▸ Exercise: Where in the records does the word "pincer" occur? Copy each line in which it does.

▸ Stored data entries:
== Segment start ==

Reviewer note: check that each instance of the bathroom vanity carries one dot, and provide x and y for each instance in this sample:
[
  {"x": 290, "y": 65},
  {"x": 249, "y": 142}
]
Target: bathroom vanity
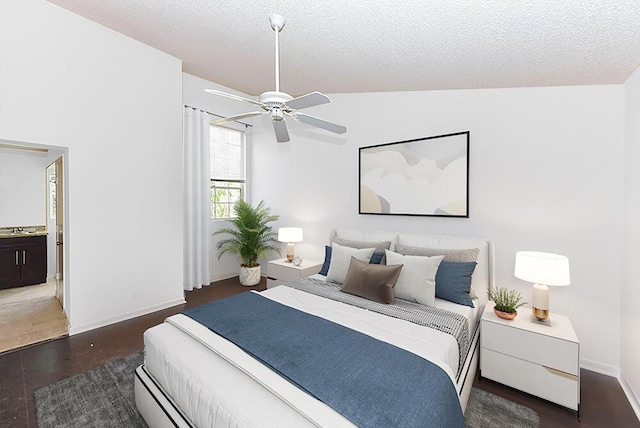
[{"x": 23, "y": 259}]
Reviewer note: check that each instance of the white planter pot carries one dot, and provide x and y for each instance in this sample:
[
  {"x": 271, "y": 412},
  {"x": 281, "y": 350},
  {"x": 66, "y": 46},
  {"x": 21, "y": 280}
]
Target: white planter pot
[{"x": 249, "y": 276}]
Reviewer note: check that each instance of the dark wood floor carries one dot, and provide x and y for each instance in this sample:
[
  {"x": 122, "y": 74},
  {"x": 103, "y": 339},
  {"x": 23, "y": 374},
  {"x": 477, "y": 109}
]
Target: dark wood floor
[{"x": 25, "y": 370}]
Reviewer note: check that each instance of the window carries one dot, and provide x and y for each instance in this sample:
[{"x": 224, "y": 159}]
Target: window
[{"x": 227, "y": 170}]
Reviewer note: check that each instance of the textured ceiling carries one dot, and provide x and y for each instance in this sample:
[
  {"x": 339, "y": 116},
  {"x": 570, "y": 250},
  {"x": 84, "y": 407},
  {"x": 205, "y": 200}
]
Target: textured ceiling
[{"x": 386, "y": 45}]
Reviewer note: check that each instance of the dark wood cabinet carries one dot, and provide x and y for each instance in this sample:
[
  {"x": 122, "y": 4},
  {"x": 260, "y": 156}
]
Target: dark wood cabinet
[{"x": 23, "y": 261}]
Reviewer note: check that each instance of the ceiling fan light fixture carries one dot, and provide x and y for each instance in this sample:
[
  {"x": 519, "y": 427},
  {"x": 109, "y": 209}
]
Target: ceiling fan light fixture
[
  {"x": 280, "y": 104},
  {"x": 277, "y": 22}
]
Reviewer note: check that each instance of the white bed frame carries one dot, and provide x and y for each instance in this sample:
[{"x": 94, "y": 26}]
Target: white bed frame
[{"x": 160, "y": 410}]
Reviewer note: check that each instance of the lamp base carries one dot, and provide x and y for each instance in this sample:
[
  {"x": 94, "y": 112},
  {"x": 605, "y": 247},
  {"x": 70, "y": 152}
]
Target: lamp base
[
  {"x": 546, "y": 322},
  {"x": 540, "y": 314}
]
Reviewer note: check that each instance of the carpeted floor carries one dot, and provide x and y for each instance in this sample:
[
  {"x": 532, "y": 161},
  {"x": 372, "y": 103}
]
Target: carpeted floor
[{"x": 103, "y": 397}]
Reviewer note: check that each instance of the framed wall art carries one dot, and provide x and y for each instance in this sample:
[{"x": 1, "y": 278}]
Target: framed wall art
[{"x": 422, "y": 177}]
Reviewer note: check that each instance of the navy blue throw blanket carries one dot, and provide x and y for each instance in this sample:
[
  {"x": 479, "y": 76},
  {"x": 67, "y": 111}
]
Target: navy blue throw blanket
[{"x": 371, "y": 383}]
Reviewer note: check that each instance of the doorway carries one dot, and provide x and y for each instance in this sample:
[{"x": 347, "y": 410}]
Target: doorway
[{"x": 34, "y": 313}]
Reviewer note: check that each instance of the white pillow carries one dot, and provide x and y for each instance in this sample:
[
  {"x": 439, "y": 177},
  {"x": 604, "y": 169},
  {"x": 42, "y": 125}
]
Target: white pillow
[
  {"x": 417, "y": 280},
  {"x": 341, "y": 259}
]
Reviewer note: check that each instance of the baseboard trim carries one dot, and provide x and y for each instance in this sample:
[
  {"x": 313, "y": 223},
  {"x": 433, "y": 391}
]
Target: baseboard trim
[
  {"x": 631, "y": 396},
  {"x": 223, "y": 277},
  {"x": 126, "y": 316},
  {"x": 601, "y": 368}
]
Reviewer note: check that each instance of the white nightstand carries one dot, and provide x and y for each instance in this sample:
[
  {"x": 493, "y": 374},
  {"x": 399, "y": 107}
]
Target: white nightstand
[
  {"x": 542, "y": 360},
  {"x": 281, "y": 271}
]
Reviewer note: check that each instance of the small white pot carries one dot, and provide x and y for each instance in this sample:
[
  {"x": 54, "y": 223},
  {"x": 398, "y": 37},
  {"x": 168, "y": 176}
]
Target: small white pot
[{"x": 249, "y": 276}]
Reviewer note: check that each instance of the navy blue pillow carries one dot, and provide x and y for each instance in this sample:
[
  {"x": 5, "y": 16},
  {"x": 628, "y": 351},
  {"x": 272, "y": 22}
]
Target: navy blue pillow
[
  {"x": 376, "y": 258},
  {"x": 327, "y": 261},
  {"x": 453, "y": 282}
]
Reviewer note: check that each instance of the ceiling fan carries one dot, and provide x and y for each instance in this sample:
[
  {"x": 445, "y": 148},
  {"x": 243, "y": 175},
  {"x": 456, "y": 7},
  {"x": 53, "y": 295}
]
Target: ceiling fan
[{"x": 280, "y": 104}]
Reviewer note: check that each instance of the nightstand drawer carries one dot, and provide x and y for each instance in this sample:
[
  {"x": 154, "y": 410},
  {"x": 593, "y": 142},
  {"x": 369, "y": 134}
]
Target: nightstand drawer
[
  {"x": 284, "y": 273},
  {"x": 535, "y": 379},
  {"x": 531, "y": 346},
  {"x": 274, "y": 282}
]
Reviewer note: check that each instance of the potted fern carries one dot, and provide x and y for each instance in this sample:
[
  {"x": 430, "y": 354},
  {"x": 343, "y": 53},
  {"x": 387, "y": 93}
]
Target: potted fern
[
  {"x": 250, "y": 238},
  {"x": 506, "y": 302}
]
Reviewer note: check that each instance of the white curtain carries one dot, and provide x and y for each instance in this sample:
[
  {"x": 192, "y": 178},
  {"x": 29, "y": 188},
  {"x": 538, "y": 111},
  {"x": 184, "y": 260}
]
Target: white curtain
[{"x": 197, "y": 205}]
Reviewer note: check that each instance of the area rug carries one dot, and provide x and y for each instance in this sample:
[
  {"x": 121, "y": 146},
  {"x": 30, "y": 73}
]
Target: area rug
[{"x": 103, "y": 397}]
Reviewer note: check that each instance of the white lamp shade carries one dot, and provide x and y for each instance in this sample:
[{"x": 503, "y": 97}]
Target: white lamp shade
[
  {"x": 290, "y": 234},
  {"x": 542, "y": 268}
]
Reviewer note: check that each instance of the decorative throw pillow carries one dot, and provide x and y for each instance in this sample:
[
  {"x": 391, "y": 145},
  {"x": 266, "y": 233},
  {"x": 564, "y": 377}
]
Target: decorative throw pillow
[
  {"x": 373, "y": 282},
  {"x": 341, "y": 258},
  {"x": 380, "y": 247},
  {"x": 453, "y": 282},
  {"x": 450, "y": 255},
  {"x": 416, "y": 282},
  {"x": 327, "y": 261}
]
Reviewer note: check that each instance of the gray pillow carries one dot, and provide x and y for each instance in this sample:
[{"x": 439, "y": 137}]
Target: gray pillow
[
  {"x": 417, "y": 280},
  {"x": 379, "y": 246},
  {"x": 373, "y": 282},
  {"x": 450, "y": 255},
  {"x": 341, "y": 258}
]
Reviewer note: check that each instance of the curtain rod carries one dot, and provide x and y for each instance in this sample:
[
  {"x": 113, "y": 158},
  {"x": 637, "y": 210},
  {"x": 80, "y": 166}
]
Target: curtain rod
[{"x": 217, "y": 115}]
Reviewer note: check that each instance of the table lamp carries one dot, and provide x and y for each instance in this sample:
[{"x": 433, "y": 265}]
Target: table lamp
[
  {"x": 542, "y": 269},
  {"x": 290, "y": 235}
]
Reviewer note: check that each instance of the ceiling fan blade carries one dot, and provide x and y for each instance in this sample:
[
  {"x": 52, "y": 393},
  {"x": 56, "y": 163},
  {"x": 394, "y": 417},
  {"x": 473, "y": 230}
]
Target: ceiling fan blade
[
  {"x": 235, "y": 97},
  {"x": 308, "y": 100},
  {"x": 320, "y": 123},
  {"x": 236, "y": 117},
  {"x": 282, "y": 134}
]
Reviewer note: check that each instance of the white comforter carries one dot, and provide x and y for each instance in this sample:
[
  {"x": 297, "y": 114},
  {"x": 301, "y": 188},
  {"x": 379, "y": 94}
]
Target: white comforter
[{"x": 229, "y": 388}]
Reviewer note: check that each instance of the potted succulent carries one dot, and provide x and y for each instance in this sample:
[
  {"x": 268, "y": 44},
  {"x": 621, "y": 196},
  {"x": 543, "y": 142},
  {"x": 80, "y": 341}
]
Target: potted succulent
[
  {"x": 250, "y": 238},
  {"x": 506, "y": 302}
]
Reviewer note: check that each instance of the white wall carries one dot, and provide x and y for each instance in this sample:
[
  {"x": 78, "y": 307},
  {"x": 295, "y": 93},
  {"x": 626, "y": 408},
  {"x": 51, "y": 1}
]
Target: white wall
[
  {"x": 22, "y": 188},
  {"x": 546, "y": 173},
  {"x": 115, "y": 104},
  {"x": 194, "y": 96},
  {"x": 630, "y": 316}
]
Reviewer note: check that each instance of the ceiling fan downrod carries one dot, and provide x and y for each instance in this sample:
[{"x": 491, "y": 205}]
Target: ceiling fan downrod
[{"x": 277, "y": 24}]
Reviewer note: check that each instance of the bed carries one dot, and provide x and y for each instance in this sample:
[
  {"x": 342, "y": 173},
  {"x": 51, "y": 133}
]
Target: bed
[{"x": 193, "y": 376}]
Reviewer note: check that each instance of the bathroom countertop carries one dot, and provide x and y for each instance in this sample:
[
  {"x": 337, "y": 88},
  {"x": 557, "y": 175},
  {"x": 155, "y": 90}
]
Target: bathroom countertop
[{"x": 22, "y": 231}]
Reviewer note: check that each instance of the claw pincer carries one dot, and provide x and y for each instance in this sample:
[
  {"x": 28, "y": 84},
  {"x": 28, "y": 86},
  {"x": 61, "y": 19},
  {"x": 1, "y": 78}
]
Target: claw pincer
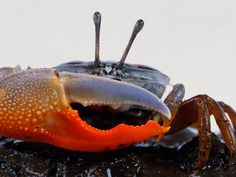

== Segment end ==

▸ The answer:
Reviewer note: check that each instance of the claw pincer carries one dot, and provide x and y for each instance in this sample:
Target: claw pincer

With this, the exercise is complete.